- Other names: WABS

= Warsaw breakage syndrome =

Warsaw breakage syndrome (Warsaw syndrome, WABS) is a rare genetic condition. As of 2026, 26 cases have been documented in the medical literature. Its clinical manifestations affect several organ systems, and include microcephaly and severe growth retardation, among others.

==Signs and symptoms==
The signs and symptoms of Warsaw breakage syndrome include:
- Severe pre- and postnatal growth retardation
- Microcephaly
- Intellectual disability
- Dysmorphic features
  - Small and elongated face
  - Narrow bifrontal diameter
  - Prominent cheeks
  - Small nares
  - Flat philtrum
  - Relatively large mouth
  - Bilateral epicanthal folds
  - High-arched palate
  - Microretrognathism
  - Coloboma of the optic disc
  - Strabismus
  - Cup-shaped ears
  - Sensorineural deafness
  - Short neck
  - Jugular hypoplasia
- Cardiac features
  - Ventricular septal defect
  - Tetralogy of Fallot
- Sketelal features
  - Clinodactyly of the fifth fingers
  - Syndactyly of the second and third toes
  - Small thumbs
  - Small fibulae
- Others
  - Abnormal skin pigmentation
  - Single palmar crease

The Israeli Health Ministry describes the condition manifestation as "characterized by smaller than average head circumference (microcephaly) as early as the embryonic stage, intrauterine growth restriction (IUGR) as well as postnatal growth restriction (dwarfism). Furthermore, patients born with this condition experience hearing impairments, moderate to significant developmental delays, skeletal disorders, and heart disorders (40%), as well as disorders of various body systems such as the renal and urogenital systems. In some patients, blood tests indicate increased chromosome fragility. Some fetuses die in utero (intrauterine fetal demise)."

REQUIRED TASKS
a - Quote the passage of the article on Warsaw breakage syndrome from "- Other names: WABS" up to and including "retardation, among others.".
b - According to the article on Warsaw breakage syndrome, how many cases had been documented in the medical literature as of 2026?

DATA
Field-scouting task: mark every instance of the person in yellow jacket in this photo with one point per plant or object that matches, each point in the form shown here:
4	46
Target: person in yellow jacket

SOLUTIONS PER TASK
a -
- Other names: WABS

= Warsaw breakage syndrome =

Warsaw breakage syndrome (Warsaw syndrome, WABS) is a rare genetic condition. As of 2026, 26 cases have been documented in the medical literature. Its clinical manifestations affect several organ systems, and include microcephaly and severe growth retardation, among others.

b - 26 cases